Page extract:

-- start --

Another declared it, “The greatest white person wedding announcement of all time.”

The announcement:

Grace du Pont, Conor Sutherland



Grace Hays Holcomb du Pont was married Sept. 30 to Conor Jackson Sutherland in Manhattan. The Rev. J. Donald Waring performed the ceremony at Grace Episcopal Church. The bride and groom both graduated from Princeton, she cum laude and he magna cum laude.

Mrs. Sutherland, 26, was until Thursday at Achievement First Apollo Middle School, a charter school in Brooklyn, where she worked on special projects as a member of the operations team. From 2012 to 2014, she taught sixth-grade science with Teach for America at Ranson Middle School in Charlotte, N.C. She also received a master’s degree in teaching from the University of North Carolina, Charlotte.

-- end --

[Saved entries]
-- start --

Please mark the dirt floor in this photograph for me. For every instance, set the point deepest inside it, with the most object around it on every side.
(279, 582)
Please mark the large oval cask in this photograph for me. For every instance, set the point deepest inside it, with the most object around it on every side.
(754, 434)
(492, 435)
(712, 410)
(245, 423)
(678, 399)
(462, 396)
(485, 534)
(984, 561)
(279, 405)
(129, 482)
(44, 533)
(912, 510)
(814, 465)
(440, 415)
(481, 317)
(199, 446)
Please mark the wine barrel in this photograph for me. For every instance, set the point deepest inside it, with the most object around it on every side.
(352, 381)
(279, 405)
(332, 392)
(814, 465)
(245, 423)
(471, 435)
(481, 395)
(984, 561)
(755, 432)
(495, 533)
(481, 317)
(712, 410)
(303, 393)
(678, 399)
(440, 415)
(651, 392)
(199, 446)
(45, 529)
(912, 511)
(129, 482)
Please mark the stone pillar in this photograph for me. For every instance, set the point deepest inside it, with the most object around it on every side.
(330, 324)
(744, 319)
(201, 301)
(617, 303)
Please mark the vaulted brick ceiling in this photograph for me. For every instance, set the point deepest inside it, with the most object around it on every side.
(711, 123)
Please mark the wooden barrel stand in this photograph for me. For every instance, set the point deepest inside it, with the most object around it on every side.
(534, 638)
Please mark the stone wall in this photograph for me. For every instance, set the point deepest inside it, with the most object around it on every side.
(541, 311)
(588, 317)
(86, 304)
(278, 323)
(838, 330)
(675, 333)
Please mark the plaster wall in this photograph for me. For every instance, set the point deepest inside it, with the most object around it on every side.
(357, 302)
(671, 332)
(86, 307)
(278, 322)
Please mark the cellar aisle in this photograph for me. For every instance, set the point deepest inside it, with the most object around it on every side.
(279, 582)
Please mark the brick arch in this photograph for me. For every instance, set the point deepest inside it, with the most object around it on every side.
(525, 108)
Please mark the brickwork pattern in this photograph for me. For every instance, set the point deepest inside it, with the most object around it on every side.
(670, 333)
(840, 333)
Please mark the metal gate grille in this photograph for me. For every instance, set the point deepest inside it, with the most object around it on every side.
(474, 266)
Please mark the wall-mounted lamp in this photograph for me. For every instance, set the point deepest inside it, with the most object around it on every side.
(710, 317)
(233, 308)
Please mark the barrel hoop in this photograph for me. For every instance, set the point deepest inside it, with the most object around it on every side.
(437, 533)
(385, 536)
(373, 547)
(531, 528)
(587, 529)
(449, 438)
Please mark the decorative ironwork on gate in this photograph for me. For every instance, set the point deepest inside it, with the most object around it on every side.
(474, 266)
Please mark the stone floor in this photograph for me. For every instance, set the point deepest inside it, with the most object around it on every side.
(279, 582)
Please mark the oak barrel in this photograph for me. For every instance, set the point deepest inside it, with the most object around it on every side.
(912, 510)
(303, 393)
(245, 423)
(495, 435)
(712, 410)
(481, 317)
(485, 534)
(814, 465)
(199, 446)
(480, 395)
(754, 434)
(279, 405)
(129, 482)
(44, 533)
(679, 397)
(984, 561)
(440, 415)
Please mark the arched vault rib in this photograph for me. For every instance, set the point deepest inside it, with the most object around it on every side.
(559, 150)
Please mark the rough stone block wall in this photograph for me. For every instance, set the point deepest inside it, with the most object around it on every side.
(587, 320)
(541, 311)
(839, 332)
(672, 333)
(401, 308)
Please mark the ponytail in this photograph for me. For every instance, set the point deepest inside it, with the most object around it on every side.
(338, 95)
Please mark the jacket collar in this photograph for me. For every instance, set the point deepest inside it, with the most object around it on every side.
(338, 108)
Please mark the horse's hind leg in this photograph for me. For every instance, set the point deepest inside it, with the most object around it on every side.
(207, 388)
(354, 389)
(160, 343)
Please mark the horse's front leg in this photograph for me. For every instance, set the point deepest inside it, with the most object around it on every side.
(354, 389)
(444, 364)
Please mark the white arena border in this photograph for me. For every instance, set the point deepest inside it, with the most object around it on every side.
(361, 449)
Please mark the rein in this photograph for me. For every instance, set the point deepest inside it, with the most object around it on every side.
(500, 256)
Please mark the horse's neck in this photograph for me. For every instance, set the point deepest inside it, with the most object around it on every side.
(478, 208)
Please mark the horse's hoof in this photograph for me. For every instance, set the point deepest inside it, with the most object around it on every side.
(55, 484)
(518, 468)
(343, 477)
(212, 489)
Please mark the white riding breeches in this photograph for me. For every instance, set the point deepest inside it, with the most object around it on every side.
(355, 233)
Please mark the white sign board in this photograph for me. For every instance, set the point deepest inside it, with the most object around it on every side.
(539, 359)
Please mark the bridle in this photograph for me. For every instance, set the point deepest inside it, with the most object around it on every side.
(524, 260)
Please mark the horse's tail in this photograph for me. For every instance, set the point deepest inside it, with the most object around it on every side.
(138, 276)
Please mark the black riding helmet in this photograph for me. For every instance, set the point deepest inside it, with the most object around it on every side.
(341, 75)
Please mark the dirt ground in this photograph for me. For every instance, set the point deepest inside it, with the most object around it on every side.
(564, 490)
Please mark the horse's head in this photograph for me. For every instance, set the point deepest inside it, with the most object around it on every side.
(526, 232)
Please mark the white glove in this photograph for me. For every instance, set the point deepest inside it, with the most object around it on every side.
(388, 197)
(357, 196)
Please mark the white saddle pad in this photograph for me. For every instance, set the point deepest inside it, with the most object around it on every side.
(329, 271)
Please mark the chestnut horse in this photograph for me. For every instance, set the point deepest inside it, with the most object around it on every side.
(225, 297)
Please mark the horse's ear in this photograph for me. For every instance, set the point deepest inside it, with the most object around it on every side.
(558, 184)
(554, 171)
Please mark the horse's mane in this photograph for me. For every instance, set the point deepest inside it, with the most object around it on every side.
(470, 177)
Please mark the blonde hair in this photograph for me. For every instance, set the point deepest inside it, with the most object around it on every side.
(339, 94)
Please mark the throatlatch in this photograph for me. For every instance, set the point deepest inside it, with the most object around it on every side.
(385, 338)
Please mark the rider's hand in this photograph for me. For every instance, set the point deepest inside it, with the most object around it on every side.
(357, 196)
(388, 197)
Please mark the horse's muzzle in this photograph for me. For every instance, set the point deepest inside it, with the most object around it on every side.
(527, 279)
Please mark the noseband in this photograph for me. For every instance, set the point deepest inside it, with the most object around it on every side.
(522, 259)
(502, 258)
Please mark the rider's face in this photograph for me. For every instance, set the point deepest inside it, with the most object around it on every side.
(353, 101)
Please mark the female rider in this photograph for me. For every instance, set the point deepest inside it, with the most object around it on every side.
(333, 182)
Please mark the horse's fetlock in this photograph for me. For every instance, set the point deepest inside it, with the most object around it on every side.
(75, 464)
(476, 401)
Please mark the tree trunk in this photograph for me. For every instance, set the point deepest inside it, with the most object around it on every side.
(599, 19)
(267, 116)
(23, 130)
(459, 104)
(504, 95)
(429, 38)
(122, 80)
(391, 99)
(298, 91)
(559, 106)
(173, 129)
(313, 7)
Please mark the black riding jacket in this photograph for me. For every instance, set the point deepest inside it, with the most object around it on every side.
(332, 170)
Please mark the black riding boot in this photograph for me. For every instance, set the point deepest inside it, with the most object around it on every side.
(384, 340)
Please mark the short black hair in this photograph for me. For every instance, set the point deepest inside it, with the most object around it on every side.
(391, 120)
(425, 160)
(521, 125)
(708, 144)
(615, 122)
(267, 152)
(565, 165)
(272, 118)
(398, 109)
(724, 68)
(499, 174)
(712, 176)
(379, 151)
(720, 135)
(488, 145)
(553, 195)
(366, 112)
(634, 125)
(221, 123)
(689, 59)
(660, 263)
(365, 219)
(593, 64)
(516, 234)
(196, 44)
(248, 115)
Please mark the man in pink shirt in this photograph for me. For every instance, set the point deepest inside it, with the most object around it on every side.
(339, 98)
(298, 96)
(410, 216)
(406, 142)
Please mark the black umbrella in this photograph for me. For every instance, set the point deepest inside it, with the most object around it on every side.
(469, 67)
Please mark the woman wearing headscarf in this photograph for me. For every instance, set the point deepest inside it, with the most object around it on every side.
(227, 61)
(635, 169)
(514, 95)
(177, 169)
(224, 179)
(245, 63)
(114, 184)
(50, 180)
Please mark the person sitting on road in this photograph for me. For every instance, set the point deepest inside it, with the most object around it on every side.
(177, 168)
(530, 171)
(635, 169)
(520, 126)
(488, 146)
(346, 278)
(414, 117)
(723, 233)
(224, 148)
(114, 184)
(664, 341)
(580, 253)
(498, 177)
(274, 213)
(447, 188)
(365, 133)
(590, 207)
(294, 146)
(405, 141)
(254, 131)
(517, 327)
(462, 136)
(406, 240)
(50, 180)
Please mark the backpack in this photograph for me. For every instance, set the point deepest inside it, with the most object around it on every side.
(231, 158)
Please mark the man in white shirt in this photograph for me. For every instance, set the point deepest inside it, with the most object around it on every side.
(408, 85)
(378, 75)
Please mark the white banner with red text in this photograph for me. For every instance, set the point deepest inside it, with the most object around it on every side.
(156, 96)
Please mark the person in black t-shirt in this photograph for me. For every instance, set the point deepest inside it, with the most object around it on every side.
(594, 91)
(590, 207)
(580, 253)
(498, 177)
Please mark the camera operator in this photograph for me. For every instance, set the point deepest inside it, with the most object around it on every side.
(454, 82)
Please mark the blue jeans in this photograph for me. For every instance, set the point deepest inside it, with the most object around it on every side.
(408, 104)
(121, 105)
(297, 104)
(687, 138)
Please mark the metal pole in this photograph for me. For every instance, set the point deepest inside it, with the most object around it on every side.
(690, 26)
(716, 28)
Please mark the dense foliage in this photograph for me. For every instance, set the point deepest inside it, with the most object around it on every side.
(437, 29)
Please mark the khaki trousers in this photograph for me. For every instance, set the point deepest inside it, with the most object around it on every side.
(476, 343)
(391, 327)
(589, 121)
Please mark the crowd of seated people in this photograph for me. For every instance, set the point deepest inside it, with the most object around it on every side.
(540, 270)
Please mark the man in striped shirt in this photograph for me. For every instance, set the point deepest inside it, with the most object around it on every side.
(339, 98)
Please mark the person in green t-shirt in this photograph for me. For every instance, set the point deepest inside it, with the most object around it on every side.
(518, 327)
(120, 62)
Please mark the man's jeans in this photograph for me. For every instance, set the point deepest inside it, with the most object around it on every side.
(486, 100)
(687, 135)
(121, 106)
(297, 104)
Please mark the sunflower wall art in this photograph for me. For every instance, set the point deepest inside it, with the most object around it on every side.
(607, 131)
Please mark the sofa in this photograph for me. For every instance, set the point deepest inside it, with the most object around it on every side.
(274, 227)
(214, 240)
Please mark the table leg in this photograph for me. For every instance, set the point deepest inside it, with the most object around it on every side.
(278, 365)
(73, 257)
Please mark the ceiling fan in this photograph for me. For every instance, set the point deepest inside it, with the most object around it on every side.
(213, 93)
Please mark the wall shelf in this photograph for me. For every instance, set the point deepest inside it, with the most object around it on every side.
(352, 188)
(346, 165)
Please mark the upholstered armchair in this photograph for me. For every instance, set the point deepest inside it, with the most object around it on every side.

-- end --

Task set:
#1 Transcribe the wedding announcement between "Grace Hays Holcomb" and "North Carolina, Charlotte.", inclusive.
#2 According to the wedding announcement, at which church did the ceremony take place?
#3 Write the next part of the wedding announcement, picking up after its last sentence.

Outputs for the tasks:
#1
Grace Hays Holcomb du Pont was married Sept. 30 to Conor Jackson Sutherland in Manhattan. The Rev. J. Donald Waring performed the ceremony at Grace Episcopal Church. The bride and groom both graduated from Princeton, she cum laude and he magna cum laude.

Mrs. Sutherland, 26, was until Thursday at Achievement First Apollo Middle School, a charter school in Brooklyn, where she worked on special projects as a member of the operations team. From 2012 to 2014, she taught sixth-grade science with Teach for America at Ranson Middle School in Charlotte, N.C. She also received a master’s degree in teaching from the University of North Carolina, Charlotte.

#2 Grace Episcopal Church

#3
She is a daughter of Jean Young du Pont and Pierre S. du Pont V of Tarrytown, N.Y. The bride’s father is a partner, in Manhattan, at HPM Partners, an investment and wealth management firm. Her mother was until 2016 the president and chief executive of the Garden Conservancy, an organization in Garrison, N.Y., and is now a legal, strategic and development consultant. The bride is a descendant of Éleuthère Irénée du Pont, the founder of what is now known as the DuPont Company. She is also a granddaughter of Pierre S. du Pont IV of Rockland, Del., who was the governor of Delaware from 1977 to 1985, and is a great-great-granddaughter of Llewellyn Powers, who was the governor of Maine from 1897 to 1901.

Mr. Sutherland, 30, helps buy, manage and sell companies in the portfolio at Apollo Global Management, an investment firm in Manhattan.

He is the son of Denise Jackson Sutherland of Glen Cove, N.Y., and the late Donald J. Sutherland. His mother was a principal dancer with the Joffrey Ballet in Manhattan from 1969 to 1986, and served from 1987 to 2014 as a trustee of the Professional Children’s School in New York. His father was the founder and chief executive of Quincy Partners, a leveraged buyout firm that was in Glen Head, N.Y.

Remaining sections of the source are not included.